◆ TEXT PASSAGE ◆
*** Block opens ***
Along a Shadowed Shore (ongoing)
Along A Shadowed Shore includes four intertwined series, Nocturnal Tracing, Threshold Field Notes, Sargassum, and Dark Index, focused on the coastal ecosystems of South Florida, with attention to a short stretch of shoreline in Delray Beach shaped by uncertainty and accumulation. An increase in sargassum on the beach near my home, driven in part by rising ocean temperatures and agricultural runoff, prompted the work. While vital to marine life offshore when present in moderate amounts, its overgrowth can smother ecosystems, lower water quality, and, once on shore, release toxic gases and block sea turtle hatchlings from reaching the ocean. In recent years, these blooms have also become a warning sign, a kind of barometer of planetary change.
*** Block closes ***
◆ GIVEN RECORDS ◆
*** Block opens ***
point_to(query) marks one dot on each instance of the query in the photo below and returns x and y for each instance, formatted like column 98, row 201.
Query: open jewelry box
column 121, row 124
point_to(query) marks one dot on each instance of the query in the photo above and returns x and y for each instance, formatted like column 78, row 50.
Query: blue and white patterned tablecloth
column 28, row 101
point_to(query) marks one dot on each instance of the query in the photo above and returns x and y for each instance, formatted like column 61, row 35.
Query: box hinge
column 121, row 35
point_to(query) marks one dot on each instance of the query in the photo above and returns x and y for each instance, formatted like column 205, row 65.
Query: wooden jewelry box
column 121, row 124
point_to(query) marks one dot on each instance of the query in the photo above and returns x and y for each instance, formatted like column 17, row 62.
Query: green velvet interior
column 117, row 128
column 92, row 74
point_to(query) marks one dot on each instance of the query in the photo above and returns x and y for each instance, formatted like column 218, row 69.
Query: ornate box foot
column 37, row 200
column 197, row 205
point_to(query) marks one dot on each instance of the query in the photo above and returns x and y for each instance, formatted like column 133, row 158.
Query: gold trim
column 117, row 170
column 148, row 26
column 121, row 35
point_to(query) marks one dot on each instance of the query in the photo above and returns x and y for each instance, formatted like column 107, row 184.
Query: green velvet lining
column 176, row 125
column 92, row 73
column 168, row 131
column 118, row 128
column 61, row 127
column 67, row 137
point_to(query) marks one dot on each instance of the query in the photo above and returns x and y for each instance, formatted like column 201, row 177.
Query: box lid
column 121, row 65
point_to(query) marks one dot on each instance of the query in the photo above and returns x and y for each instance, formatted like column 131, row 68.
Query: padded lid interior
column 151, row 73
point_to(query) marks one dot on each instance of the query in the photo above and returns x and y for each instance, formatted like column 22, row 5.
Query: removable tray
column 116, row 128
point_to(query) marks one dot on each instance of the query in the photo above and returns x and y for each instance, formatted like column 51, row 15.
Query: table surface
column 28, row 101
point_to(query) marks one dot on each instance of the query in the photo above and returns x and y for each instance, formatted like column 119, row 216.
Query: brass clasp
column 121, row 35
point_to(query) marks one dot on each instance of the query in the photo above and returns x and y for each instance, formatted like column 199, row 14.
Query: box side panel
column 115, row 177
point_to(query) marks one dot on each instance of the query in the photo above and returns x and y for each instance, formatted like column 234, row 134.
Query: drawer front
*** Block closes ***
◆ TRY IT ◆
Can you give the next part of the passage about sargassum on the Delray Beach shoreline, picking up after its final sentence?

◆ REPLY ◆
In response to these unprecedented levels of sargassum, I create photograms at the edge of the sea, imprinting a microcosm of the ocean onto light-sensitive paper. I then make a tea from washed ashore seaweed to develop the images and use saltwater to stabilize them. This process led me to bring the seaweed into the darkroom, where I magnify fragments to photographically record their intricate structures and gas-filled berries.
To further understand this shifting environment, I also photograph the sargassum lines farther from shore, the human-marked coast, and plants within the ecotone against a gridded backdrop. The resulting works form a material record of place, reflecting human impact and entanglement with the natural world. Together, they trace both the instability and persistence of coastal ecologies in flux.